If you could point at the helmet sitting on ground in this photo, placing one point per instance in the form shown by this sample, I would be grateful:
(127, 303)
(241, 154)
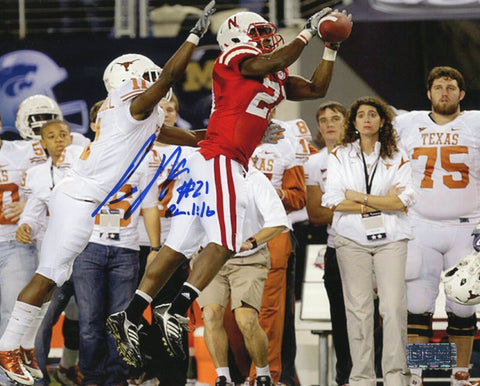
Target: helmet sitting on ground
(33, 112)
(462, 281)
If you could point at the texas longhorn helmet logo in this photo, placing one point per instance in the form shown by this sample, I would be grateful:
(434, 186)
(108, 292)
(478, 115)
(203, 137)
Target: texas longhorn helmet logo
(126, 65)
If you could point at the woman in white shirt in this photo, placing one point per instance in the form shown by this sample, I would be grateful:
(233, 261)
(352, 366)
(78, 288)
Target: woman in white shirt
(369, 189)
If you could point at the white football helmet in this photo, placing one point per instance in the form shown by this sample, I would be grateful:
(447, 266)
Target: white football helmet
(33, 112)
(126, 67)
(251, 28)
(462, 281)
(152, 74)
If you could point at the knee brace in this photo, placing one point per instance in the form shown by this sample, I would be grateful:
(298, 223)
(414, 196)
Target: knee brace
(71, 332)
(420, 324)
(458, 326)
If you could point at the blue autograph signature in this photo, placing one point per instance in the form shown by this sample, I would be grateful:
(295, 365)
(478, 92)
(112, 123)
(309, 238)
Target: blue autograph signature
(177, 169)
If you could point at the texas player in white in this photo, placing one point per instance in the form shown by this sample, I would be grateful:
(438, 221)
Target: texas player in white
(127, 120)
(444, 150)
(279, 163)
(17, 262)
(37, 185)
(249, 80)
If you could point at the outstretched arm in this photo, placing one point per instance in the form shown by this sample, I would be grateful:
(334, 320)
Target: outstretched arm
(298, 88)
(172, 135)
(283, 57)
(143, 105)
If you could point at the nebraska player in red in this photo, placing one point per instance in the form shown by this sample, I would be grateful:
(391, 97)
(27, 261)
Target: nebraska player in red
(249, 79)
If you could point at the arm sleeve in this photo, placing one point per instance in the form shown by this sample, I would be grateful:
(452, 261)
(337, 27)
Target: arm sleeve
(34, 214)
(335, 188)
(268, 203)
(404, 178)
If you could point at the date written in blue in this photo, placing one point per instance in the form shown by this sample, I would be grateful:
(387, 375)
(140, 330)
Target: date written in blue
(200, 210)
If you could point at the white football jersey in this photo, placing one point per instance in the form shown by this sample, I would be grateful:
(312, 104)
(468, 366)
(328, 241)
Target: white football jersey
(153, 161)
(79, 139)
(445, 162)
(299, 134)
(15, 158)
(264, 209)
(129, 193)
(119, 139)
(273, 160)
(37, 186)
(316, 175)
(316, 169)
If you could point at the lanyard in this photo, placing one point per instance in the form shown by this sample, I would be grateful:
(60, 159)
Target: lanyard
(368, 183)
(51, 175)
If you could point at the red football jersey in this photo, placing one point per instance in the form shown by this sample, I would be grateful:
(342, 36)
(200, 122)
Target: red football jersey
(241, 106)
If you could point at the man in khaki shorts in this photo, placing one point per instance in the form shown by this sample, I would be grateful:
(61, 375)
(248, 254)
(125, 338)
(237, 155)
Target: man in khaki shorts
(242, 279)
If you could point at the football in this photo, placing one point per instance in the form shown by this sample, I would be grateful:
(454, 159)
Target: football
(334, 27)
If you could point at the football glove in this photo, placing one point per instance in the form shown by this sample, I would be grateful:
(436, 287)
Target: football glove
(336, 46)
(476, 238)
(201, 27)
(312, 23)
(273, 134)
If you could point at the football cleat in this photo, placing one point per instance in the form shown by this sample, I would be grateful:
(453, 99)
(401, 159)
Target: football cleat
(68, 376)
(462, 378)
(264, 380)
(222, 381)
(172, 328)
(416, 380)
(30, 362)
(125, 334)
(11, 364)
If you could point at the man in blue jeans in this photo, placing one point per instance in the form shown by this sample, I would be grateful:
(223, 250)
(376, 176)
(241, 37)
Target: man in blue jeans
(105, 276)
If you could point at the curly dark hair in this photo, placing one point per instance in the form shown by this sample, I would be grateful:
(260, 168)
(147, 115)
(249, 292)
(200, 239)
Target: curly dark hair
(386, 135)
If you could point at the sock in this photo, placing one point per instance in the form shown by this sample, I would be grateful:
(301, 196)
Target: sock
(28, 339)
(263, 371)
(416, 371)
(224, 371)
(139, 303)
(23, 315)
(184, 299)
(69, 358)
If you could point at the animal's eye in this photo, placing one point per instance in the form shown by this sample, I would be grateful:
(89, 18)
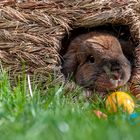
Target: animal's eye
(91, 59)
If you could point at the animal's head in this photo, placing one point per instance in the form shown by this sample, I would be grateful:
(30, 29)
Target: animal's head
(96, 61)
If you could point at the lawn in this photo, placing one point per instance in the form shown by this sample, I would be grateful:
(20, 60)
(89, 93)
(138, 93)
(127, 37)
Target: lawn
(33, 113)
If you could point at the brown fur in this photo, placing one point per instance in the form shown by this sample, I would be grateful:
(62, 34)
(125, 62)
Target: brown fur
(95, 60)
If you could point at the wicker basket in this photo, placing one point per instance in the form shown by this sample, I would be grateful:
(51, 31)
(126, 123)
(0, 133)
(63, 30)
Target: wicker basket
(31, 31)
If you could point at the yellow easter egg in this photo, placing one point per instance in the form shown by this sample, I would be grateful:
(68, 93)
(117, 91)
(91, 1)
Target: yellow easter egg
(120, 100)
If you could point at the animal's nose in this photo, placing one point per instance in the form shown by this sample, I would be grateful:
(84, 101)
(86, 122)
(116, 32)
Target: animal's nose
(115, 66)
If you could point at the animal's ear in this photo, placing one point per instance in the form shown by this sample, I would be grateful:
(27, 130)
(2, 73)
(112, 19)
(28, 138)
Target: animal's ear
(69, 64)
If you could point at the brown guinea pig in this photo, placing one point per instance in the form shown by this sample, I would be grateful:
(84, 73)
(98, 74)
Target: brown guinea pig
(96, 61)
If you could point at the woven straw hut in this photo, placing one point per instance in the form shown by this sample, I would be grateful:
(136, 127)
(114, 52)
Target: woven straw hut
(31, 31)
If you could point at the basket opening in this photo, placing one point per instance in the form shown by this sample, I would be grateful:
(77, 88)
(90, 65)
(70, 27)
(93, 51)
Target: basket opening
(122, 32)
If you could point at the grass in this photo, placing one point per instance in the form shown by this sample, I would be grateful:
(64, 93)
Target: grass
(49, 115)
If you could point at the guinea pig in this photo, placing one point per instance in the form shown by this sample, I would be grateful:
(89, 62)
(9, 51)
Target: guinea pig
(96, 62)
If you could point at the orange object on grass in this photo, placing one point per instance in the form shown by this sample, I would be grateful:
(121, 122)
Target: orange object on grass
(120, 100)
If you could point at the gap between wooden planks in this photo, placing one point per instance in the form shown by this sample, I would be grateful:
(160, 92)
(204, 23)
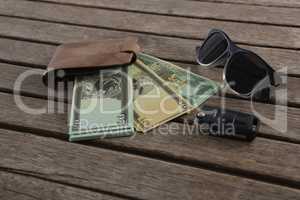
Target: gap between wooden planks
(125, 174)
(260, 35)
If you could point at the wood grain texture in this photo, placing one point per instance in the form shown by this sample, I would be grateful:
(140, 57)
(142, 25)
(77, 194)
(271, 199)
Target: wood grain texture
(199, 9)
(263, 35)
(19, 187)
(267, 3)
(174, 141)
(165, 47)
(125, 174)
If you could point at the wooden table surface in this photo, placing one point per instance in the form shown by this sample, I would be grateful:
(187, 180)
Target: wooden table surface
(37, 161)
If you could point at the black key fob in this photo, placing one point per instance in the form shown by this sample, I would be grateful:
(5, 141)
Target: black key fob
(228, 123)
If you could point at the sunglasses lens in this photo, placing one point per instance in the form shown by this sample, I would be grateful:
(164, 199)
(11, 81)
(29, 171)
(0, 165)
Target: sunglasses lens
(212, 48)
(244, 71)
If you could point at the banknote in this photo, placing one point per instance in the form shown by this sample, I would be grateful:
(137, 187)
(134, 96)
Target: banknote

==================================================

**What you need to do:** Write out, word for word, everything in the material from the line that contains "If you could point at the banknote" down to the very end, including both of those ends.

**Expected answer:**
If you could point at the banknote in this photo, placing one point per instance in the form shown by this sample, I would be grateful:
(137, 187)
(134, 96)
Target: banknote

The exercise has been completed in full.